***** Supplied data
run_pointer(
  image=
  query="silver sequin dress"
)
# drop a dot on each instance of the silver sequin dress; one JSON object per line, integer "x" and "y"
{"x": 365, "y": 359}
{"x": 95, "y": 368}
**********
• _Work to be completed_
Each record must be repeated exactly as it is.

• _Solution for this task_
run_pointer(
  image=
  query="silver sequin dress"
)
# drop a dot on each instance of the silver sequin dress; one JSON object per line, integer "x" and "y"
{"x": 365, "y": 359}
{"x": 95, "y": 368}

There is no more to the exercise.